→ **EXERCISE REQUIREMENTS**: Copy everything from the line containing "Where can the nutsedge" down to the line containing "<point>140,272</point>", replacing "balcony" with "terrace" and keeping everything else the same. Leave the pictures out of your copy.

→ **SOURCE MATERIAL**:

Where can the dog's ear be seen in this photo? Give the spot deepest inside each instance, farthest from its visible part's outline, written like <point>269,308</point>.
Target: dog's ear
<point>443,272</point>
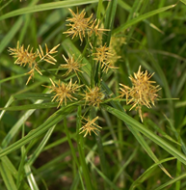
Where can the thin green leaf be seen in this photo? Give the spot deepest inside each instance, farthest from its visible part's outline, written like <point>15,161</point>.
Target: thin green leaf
<point>142,17</point>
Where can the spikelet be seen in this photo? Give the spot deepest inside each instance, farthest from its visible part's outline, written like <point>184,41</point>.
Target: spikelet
<point>26,57</point>
<point>90,126</point>
<point>63,92</point>
<point>47,56</point>
<point>72,65</point>
<point>94,96</point>
<point>104,56</point>
<point>142,92</point>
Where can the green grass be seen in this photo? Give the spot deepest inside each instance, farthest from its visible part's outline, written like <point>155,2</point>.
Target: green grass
<point>41,147</point>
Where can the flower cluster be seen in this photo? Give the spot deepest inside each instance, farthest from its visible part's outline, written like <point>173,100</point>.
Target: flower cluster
<point>72,65</point>
<point>142,92</point>
<point>90,126</point>
<point>28,57</point>
<point>63,91</point>
<point>104,56</point>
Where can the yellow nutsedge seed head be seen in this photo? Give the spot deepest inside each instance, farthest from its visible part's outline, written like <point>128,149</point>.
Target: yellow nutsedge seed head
<point>105,57</point>
<point>90,126</point>
<point>72,65</point>
<point>63,92</point>
<point>93,96</point>
<point>142,92</point>
<point>23,56</point>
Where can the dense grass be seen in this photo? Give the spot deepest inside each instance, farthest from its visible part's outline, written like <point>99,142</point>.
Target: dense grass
<point>41,147</point>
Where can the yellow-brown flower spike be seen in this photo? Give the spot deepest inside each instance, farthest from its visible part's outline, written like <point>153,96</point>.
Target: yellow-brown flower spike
<point>79,24</point>
<point>94,96</point>
<point>72,65</point>
<point>31,59</point>
<point>94,28</point>
<point>142,92</point>
<point>104,56</point>
<point>23,56</point>
<point>47,56</point>
<point>63,91</point>
<point>90,126</point>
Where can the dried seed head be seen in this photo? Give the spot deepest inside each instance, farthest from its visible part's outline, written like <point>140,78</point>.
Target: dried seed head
<point>23,56</point>
<point>28,57</point>
<point>93,96</point>
<point>72,65</point>
<point>105,57</point>
<point>142,92</point>
<point>90,126</point>
<point>63,91</point>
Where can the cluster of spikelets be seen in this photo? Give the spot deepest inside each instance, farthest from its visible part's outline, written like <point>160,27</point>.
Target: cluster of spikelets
<point>32,59</point>
<point>142,92</point>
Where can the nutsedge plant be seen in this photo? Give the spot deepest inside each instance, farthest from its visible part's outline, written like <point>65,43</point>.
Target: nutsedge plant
<point>96,95</point>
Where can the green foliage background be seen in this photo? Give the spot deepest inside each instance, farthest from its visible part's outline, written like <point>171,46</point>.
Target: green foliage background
<point>40,145</point>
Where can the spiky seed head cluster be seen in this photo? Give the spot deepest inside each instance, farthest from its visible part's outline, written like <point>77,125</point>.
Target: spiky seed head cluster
<point>72,65</point>
<point>28,57</point>
<point>142,92</point>
<point>94,96</point>
<point>63,91</point>
<point>90,126</point>
<point>80,26</point>
<point>104,56</point>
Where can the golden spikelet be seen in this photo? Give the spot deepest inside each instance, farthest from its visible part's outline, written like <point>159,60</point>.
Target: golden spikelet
<point>71,65</point>
<point>94,96</point>
<point>142,92</point>
<point>31,59</point>
<point>90,126</point>
<point>104,56</point>
<point>63,92</point>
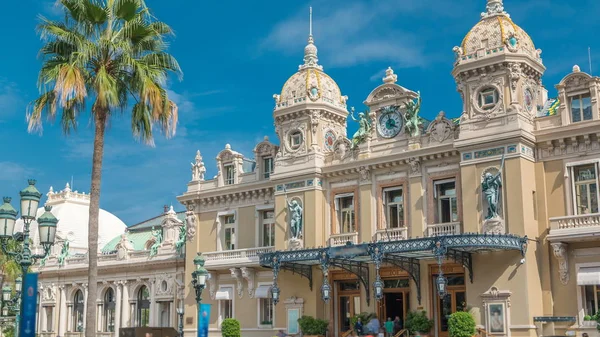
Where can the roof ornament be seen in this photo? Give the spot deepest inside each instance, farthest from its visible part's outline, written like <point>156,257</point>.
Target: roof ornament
<point>493,8</point>
<point>310,51</point>
<point>390,77</point>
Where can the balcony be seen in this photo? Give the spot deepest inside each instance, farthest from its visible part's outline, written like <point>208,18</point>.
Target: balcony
<point>575,228</point>
<point>341,239</point>
<point>232,258</point>
<point>450,228</point>
<point>391,234</point>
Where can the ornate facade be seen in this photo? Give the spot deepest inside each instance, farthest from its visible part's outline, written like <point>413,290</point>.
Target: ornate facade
<point>500,201</point>
<point>140,272</point>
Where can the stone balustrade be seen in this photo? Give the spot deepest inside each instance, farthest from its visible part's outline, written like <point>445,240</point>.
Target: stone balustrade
<point>450,228</point>
<point>391,234</point>
<point>342,239</point>
<point>575,221</point>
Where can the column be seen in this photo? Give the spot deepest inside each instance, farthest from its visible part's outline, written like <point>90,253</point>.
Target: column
<point>62,312</point>
<point>118,309</point>
<point>153,310</point>
<point>85,290</point>
<point>126,307</point>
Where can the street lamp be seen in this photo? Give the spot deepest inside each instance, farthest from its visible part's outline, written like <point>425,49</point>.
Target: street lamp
<point>30,199</point>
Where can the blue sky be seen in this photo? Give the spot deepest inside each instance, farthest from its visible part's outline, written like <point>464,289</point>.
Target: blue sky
<point>235,55</point>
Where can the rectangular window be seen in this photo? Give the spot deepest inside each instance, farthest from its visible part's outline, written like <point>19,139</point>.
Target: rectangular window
<point>344,206</point>
<point>446,201</point>
<point>226,307</point>
<point>585,183</point>
<point>581,108</point>
<point>268,228</point>
<point>229,174</point>
<point>393,203</point>
<point>591,296</point>
<point>266,311</point>
<point>267,167</point>
<point>229,232</point>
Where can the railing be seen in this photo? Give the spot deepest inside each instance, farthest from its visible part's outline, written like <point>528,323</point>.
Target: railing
<point>391,234</point>
<point>575,221</point>
<point>236,254</point>
<point>341,239</point>
<point>450,228</point>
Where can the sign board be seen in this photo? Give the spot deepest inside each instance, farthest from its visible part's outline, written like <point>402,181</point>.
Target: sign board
<point>28,306</point>
<point>203,320</point>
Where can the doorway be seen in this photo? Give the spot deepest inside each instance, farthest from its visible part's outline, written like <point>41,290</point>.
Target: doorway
<point>348,304</point>
<point>454,301</point>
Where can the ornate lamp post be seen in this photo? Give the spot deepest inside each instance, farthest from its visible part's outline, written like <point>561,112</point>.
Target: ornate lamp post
<point>30,199</point>
<point>199,282</point>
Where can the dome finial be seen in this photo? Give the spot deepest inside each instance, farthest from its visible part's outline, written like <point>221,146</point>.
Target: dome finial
<point>494,7</point>
<point>310,51</point>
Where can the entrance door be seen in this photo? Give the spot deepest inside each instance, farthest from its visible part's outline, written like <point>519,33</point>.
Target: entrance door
<point>454,301</point>
<point>348,304</point>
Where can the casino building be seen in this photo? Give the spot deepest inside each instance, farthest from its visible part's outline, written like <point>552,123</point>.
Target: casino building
<point>494,211</point>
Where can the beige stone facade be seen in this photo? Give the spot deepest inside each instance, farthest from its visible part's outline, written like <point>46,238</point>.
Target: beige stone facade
<point>403,185</point>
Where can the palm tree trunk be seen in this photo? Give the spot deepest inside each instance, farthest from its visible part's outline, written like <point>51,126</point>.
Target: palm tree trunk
<point>100,123</point>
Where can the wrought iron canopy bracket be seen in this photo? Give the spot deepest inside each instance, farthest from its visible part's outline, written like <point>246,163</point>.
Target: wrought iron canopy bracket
<point>464,258</point>
<point>358,268</point>
<point>300,269</point>
<point>410,265</point>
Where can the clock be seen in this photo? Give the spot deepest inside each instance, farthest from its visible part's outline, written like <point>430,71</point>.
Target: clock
<point>329,140</point>
<point>389,123</point>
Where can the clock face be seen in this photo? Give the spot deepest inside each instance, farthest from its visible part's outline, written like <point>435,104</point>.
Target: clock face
<point>329,140</point>
<point>389,124</point>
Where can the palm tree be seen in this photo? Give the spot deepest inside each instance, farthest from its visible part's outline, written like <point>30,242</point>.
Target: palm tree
<point>107,52</point>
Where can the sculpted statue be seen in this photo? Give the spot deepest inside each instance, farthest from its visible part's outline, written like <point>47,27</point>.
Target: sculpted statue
<point>364,129</point>
<point>490,186</point>
<point>295,211</point>
<point>412,120</point>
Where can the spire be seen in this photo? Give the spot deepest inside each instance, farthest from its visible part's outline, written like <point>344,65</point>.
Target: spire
<point>310,51</point>
<point>494,7</point>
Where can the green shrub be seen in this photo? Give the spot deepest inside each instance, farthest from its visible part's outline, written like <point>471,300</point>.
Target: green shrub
<point>417,321</point>
<point>461,324</point>
<point>231,328</point>
<point>312,326</point>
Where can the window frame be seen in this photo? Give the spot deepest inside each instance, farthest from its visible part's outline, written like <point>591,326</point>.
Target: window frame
<point>262,223</point>
<point>580,96</point>
<point>438,200</point>
<point>570,174</point>
<point>334,220</point>
<point>220,318</point>
<point>339,212</point>
<point>386,206</point>
<point>268,166</point>
<point>259,309</point>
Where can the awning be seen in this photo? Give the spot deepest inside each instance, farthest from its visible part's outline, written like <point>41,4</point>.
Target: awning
<point>224,294</point>
<point>263,291</point>
<point>588,276</point>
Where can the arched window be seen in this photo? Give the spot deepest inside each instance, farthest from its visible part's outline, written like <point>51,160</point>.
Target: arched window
<point>143,306</point>
<point>78,311</point>
<point>109,310</point>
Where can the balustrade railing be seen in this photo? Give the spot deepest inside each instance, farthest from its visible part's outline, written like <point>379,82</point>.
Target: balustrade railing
<point>236,253</point>
<point>450,228</point>
<point>342,239</point>
<point>391,234</point>
<point>575,221</point>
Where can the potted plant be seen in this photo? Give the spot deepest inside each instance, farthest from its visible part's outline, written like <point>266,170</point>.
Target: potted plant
<point>461,324</point>
<point>418,324</point>
<point>311,326</point>
<point>231,328</point>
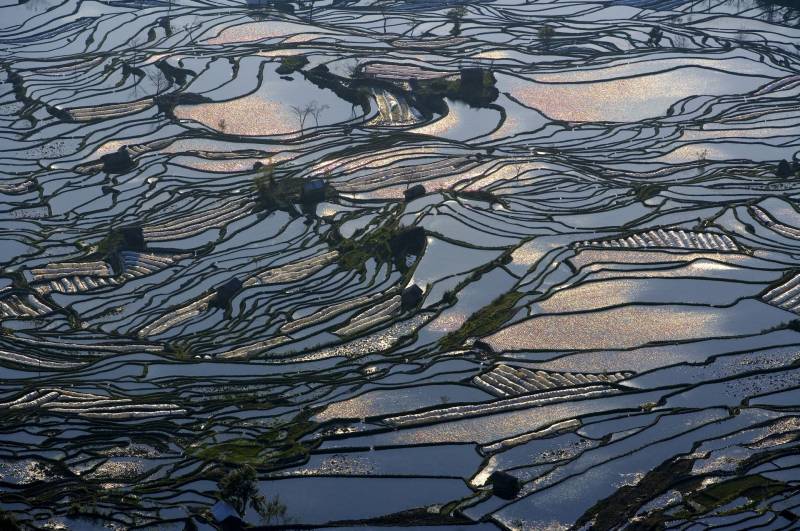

→ **FINISHED EXERCISE**:
Where can the nutsedge plant be seen in this photo? Give the spot deepest inside each instance, farthest from its visible part's outline, written like <point>65,43</point>.
Target: nutsedge plant
<point>96,95</point>
Where can the green foliage background be seen in this photo? Give the spot deepest inside each instance, farthest from its visible part's outline, written like <point>171,46</point>.
Target: green foliage background
<point>40,145</point>
Where can the spiky seed head cluster be seen in this photo? Give the spot deepest inside each instance, farthest from its visible part's outline, written like <point>77,125</point>.
Target: spiky seed head cluster
<point>72,65</point>
<point>28,57</point>
<point>142,92</point>
<point>94,96</point>
<point>63,91</point>
<point>90,126</point>
<point>80,26</point>
<point>104,56</point>
Where can the golden spikelet be seen in this photo? Give the spot deepest inside each instance, farthest from its visible part's outline, written like <point>159,60</point>.
Target: golden spikelet
<point>71,65</point>
<point>94,96</point>
<point>142,92</point>
<point>31,59</point>
<point>90,126</point>
<point>104,56</point>
<point>63,92</point>
Where can the roof ornament be seen in this photo? Give the spot deepest inside each instance, farthest from its visible part's outline, written like <point>156,257</point>.
Target: roof ornament
<point>493,8</point>
<point>310,51</point>
<point>390,77</point>
Where can the terrace be seen in this photo? Give the spot deepest inside each instance, farthest from its visible part's outline, written like <point>208,18</point>.
Target: terrace
<point>575,228</point>
<point>341,239</point>
<point>232,258</point>
<point>450,228</point>
<point>391,234</point>
Where can the ornate facade be seen in this photo? Give the spot deepest inside each instance, farthest from its visible part's outline, written like <point>413,290</point>.
Target: ornate facade
<point>500,201</point>
<point>140,272</point>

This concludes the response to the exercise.